··· DATA PROVIDED ···
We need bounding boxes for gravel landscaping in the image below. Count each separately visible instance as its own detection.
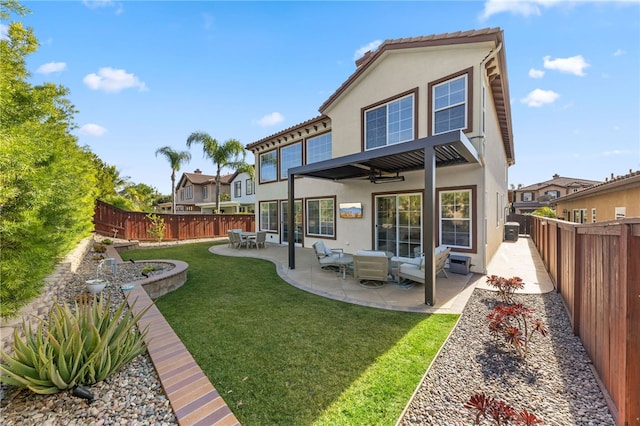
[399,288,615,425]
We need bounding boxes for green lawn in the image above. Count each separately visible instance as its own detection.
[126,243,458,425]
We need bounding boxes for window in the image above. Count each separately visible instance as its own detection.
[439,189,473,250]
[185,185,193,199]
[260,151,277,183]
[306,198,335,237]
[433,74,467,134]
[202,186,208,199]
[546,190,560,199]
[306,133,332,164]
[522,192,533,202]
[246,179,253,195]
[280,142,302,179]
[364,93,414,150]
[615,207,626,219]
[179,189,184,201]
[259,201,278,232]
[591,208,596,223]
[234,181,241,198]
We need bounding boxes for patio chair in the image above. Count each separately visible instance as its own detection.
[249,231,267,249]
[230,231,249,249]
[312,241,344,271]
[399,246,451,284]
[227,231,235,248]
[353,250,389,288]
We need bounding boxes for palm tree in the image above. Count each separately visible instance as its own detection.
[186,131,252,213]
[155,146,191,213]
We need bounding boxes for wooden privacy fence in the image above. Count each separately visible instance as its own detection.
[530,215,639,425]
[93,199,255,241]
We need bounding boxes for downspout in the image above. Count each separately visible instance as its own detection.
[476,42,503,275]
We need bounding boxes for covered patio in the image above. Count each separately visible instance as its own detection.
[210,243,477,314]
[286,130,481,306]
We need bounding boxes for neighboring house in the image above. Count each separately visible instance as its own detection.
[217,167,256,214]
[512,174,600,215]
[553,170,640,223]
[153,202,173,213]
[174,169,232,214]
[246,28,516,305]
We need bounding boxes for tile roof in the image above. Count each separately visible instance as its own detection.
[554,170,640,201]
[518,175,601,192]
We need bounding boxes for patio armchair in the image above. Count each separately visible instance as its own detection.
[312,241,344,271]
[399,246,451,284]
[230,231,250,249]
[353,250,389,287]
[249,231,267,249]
···
Pictures are to be left out. Everything else in the records must be written out exactly.

We need bounding boxes for gravel landscaping in the image below. Count each separately visible instance as its own detection.
[399,288,615,425]
We need bounding boxes for green lawn in the image above. Count each separately visible instance as its own detection.
[126,243,458,425]
We need bounding boxes for window in the image above. Count each separately visible instance as its own detection.
[439,189,473,250]
[185,185,193,199]
[260,151,277,183]
[306,198,335,237]
[433,74,467,134]
[202,186,208,199]
[546,190,560,199]
[306,133,332,164]
[522,192,533,202]
[246,179,253,195]
[280,142,302,179]
[364,93,414,150]
[615,207,626,219]
[179,189,184,201]
[259,201,278,232]
[591,208,596,223]
[234,181,241,198]
We need bounding boxes for patio chair in the image above. Count each separately visible instance as its own detection.
[249,231,267,249]
[230,231,249,249]
[312,241,344,271]
[399,246,451,284]
[227,231,235,248]
[353,250,389,288]
We need bounding boxes for palm tree in the image above. Count each separately visible instance as its own detection.
[186,131,252,213]
[155,146,191,213]
We need bounding boxes for wooden privacy fence in the image above. Count each separately visible instance as its own detection.
[530,215,639,425]
[93,199,255,241]
We need bounding boxes for downspout in the image above. Count each separately visible instance as its own detection.
[476,42,503,275]
We need bounding boxes for covered patio in the image above. Count each separately visible instance as its own detection.
[210,243,477,314]
[286,130,481,306]
We need bounding boxes for neighboring house in the image above. Count each separately visible instance as its own detection.
[217,167,256,214]
[512,174,600,215]
[553,170,640,223]
[153,202,173,213]
[174,169,232,214]
[246,28,516,305]
We need bounding boxes for tile roof in the image above. Count each separately visible instance as its own detection.
[554,170,640,201]
[518,175,601,192]
We need bounding boxes for patio armchair in the image above. Count each separately visible instance as its own detection.
[312,241,344,271]
[399,246,451,284]
[230,231,250,249]
[353,250,389,287]
[249,231,267,249]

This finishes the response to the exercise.